Dataset records:
■ ■ ■
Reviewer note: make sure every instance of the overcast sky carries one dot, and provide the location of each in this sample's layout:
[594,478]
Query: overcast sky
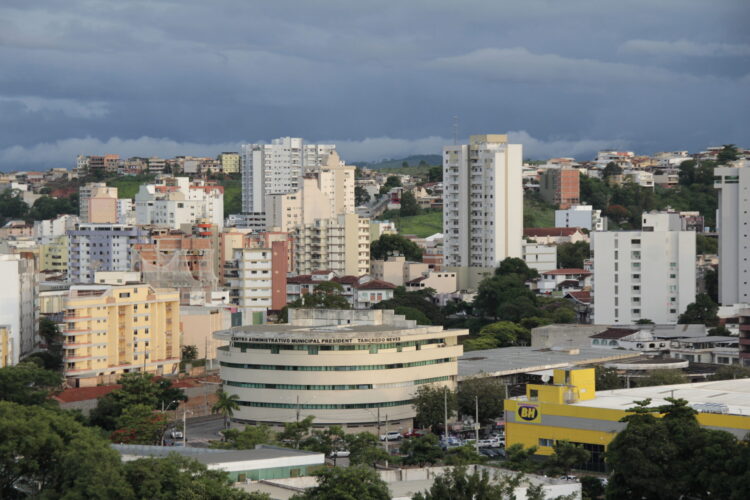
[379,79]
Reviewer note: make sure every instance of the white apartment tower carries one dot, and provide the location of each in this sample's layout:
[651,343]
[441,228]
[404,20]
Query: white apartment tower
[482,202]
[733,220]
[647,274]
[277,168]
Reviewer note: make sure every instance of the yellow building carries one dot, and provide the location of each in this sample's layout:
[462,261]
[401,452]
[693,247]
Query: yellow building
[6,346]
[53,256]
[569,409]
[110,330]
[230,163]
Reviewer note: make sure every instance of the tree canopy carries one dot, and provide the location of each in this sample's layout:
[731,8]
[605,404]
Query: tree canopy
■ ■ ■
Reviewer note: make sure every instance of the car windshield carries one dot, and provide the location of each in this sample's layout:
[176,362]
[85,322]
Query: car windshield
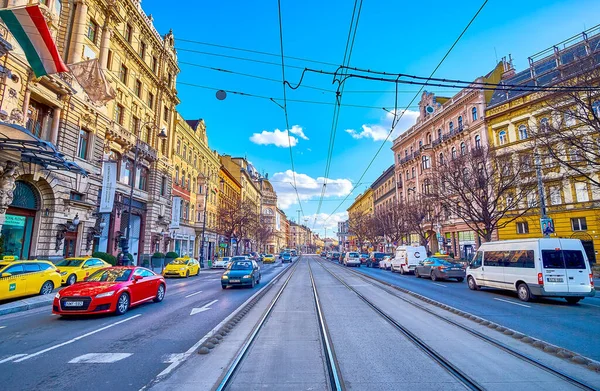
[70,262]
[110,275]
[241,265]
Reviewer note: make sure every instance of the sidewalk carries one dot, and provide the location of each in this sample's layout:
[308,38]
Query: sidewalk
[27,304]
■ ■ ■
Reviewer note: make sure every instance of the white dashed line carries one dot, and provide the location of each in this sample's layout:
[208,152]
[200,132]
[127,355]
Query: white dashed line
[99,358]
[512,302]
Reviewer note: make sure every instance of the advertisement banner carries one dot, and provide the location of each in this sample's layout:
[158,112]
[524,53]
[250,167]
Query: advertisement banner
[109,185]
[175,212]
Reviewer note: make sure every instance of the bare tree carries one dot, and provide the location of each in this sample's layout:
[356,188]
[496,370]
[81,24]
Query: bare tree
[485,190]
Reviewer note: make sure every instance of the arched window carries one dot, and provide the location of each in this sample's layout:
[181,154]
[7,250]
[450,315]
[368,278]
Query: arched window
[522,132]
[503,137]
■ ■ ■
Problem:
Recast the material above, from the line with "Reviewer note: make sure every instance of the yellow" up to and including the line with "Query: tree canopy", as a Markdown table with the columns Row and Line. Leave out any blank lines.

Response to this task:
| Row | Line |
|---|---|
| 1 | Reviewer note: make sure every instance of the yellow building carries one dot, and provide the location of each in this sample's layout: |
| 2 | [462,261] |
| 3 | [401,452] |
| 4 | [693,247] |
| 5 | Query: yellow building |
| 6 | [6,346] |
| 7 | [53,256] |
| 8 | [569,409] |
| 9 | [110,330] |
| 10 | [230,163] |
| 11 | Reviewer note: make sure every instance of the tree canopy carries one dot, and provide the location of each in this sample's layout: |
| 12 | [731,8] |
| 13 | [605,404] |
| 14 | Query: tree canopy |